Set of tasks ::
**A.** Copy the passage on Northeast Arkansas word for word, starting at "The overall area" and ending at "your world-view from.".
**B.** Write what comes next in the passage on Northeast Arkansas, picking up after its final sentence.

Document passage ::
The overall area is economically depressed to an intense degree. The areas in the East of Arkansas, especially along the flood plains of the Mississippi river, are some of the most destitute in the US as far as I'm aware. It's so bad they have to bus in medical supplies and vaccinations to kids, as in, literally, a bus shows up in and all the local parents bring their kids to the bus for their shots, because otherwise they won't get them. It's the kind of place where you can go on Google Maps Streetview and see people playing dominoes in the middle of a street, complete with large table and four chairs, because there's no traffic, or even other houses sometimes for miles. It's a hopeless place to be a kid of any race, but, you can imagine that once you add the racial component into the poverty, it's an even nastier place to get your world-view from.

Jonesboro itself, like most Arkansas towns, is a farming town primarily. There are cow fields literally bordering the campus in some places. Soybeans are a big local crop, as is rice. Methamphetamine was and still is a large problem. If you go to the "wrong" part of town the prostitutes and crack dealers would be brazen and out in the open at the local hotels. There is a nicer part, a more downtown part, with a small art and music scene and so on. Liquor sales were illegal in the county up until 10 or so years ago iirc, so, it was illegal to buy booze locally when Sweet was there. There are a lot of gangs in the area, although not so much as you would see in a place like Detroit or LA. They'd claim Crip, Gangster Disciple/Folk (Folk Nation doesn't exist anymore I don't think) or Blood and fight pretty openly but for the most part the squabbles didn't get into gunfights (although this was different in relatively nearby Little Rock, which was the murder capital of the US for a year or two I think, and the much closer Memphis).

In short, life was (and probably still is) cheap out there. You can be born, live, and die, and not travel more than 50 - 100 miles away from home, ever. When I was in high school my health teacher once asked everyone who hadn't left the county to raise their hands, and about half the class (these are 16 - 18 year old kids) raised theirs. So it's not just isolated, it's not just economically fucked up, it's not just redneck, it's like a perfect storm of depressing.

Regardless of exactly where in North-East Arkansas he lived, this is the sort of place Jon Sweet called home while growing up. There are nicer places out there, but, they are exclusively for the rich, suburbs with McMansions and their own school districts, that sort of thing. Based on his fear of practically everything, he probably never even saw the inside of these neighborhoods, and probably doesn't have any concept for how much better others have it than he does.

The University was a rather typical place, but, in a setting like Jonesboro what the rest of the US would call typical does look somewhat heavenly. All around are pig fields, cow fields, farm equipment, rednecks, drug addicts, and failed lives, even the local malls are boring, dreary places with little to see, and here's this reasonably attractive campus with relatively educated people and a fairly nice environment. It had both a buffet style cafeteria (with terrible food that was "free" as in included in the overall price if you paid to live in the dorms) and a second, smaller restaurant style place serving (probably Soy) burgers and fries and so on for a few bucks. There were even a few quarter-taking arcade machines (Street Fighter I or II iirc) and so on. To Jon Sweet, it probably was Shangri-La.

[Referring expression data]

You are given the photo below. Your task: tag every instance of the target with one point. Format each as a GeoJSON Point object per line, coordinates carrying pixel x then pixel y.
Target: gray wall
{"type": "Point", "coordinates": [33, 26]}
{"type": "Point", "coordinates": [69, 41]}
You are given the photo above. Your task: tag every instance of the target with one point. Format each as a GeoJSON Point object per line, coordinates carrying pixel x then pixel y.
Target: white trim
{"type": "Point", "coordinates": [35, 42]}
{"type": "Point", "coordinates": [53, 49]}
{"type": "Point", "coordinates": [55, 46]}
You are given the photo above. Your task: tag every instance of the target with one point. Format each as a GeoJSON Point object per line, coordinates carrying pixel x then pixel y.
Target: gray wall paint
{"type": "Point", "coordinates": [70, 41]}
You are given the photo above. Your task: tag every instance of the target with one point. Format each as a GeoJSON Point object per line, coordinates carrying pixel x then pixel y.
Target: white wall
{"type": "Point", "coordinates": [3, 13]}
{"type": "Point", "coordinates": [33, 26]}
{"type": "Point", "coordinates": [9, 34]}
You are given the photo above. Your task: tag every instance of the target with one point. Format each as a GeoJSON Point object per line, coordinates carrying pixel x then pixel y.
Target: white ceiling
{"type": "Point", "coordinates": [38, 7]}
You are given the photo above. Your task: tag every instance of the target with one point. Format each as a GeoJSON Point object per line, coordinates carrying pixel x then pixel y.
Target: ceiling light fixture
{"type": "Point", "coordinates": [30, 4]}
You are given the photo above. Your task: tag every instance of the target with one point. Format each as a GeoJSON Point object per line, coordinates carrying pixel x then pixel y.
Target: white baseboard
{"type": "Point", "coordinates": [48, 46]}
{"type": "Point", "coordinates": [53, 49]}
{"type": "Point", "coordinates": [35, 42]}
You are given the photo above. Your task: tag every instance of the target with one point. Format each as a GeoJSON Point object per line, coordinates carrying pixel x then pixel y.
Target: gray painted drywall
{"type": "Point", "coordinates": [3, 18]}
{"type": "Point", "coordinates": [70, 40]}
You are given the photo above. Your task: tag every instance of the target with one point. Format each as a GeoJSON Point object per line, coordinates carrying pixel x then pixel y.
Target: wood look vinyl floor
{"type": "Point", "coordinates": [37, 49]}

Expected results ::
**A.**
The overall area is economically depressed to an intense degree. The areas in the East of Arkansas, especially along the flood plains of the Mississippi river, are some of the most destitute in the US as far as I'm aware. It's so bad they have to bus in medical supplies and vaccinations to kids, as in, literally, a bus shows up in and all the local parents bring their kids to the bus for their shots, because otherwise they won't get them. It's the kind of place where you can go on Google Maps Streetview and see people playing dominoes in the middle of a street, complete with large table and four chairs, because there's no traffic, or even other houses sometimes for miles. It's a hopeless place to be a kid of any race, but, you can imagine that once you add the racial component into the poverty, it's an even nastier place to get your world-view from.

**B.**
Another thing I'll confirm is that Sweet would have stuck out like a sore thumb. You notice in the yearbook pictures that all the rest of the kids look, for lack or a better word, "normal", and that's no fluke. Growing up in the south you either conform or you are in for a rough time. There would have been several dozen kids in his high school that somewhat resembled Sweet, including female versions. More or less alone, raised in some remote fuckhole, probably a face full of acne or eczema just to add insult to injury, with shit parents, shit neighbors, no future. Most of those kids didn't bother to go to college, because no one made them, or as Sweet would put it "No one told them to". They'd take a job working fast food or security out of high school to escape their shitty home life, marry some heavyset person who churned out 2 - 3 kids, and that's it. That's their life story. In that light, it's somewhat remarkable that Sweet made it to ASU at all. I might can explain that, though, because of how I got to ASU myself. At that time, you'd take an ACT and a maybe an ASVAB, a PSAT and/or SAT as routine. If you did even marginally well on the ACT, you didn't have to take the others and you'd automatically get a full paid scholarship to a public State University of your choice. All you had to do is show up and not be completely incompetent and you were good. To give some reference for how easy it was, I showed up deeply stoned and with no math ability and I still got a scholarship on the first try. Sweet is repugnant as a personality, but he's knowledgeable enough that I wouldn't be surprised to hear he got into college in a similar way.

I can't speak for how he was treated, but I can say how we treated people who acted like Sweet; we hazed the shit out of them. Flat out. Don't get me wrong, it wasn't the sort of place where you'd get bullied just for showing up and being weird, far from it. There weren't many "freaks" or people into "alternative" music or any of that so there were tight knit cliques of rejects and stoners and so on, and you had to work really hard not to be accepted because most of us came from poverty and were in no position to judge. Being an atheist was a big deal. Being gay was a big deal. I can't imagine anyone being trans out there because they would have been hazed relentlessly and from all directions, the local adults (although not so much the professors) as well as the kids.

The stuff about pennies in his dorm door ring true. If you got on anyones nerves in the dorms they'd be sure to let you know. People would do things like coat your doorknob in.. substances, whatever substances they were I don't know, so you'd get weird crap on your hand and it would slip off when you'd try to open it, or they'd slide anon messages under your door (we didn't have the internet in dorms back then, and computers were luxuries only the rich kids had) as a warning when you were asleep. Hell, one kid was known to brag about being a woman-beater, and some kids took the plastic covers off all the lights in his dorm hall and piled them up on his door at an angle so when he'd open it they'd fall on him. They'd do it repeatedly, too, and when he'd complain about it no one would help him. I want to repeat that, for emphasis; if you were so weird you got bullied, and you were a dude and especially some creepy dude, no one had any sympathy for you. Not even the Resident Assistants. It was that kind of place. Someone like Sweet would have been the equivalent to walking around with a "Kick Me" sign on his back, and found no shortage of people willing to spare a kick.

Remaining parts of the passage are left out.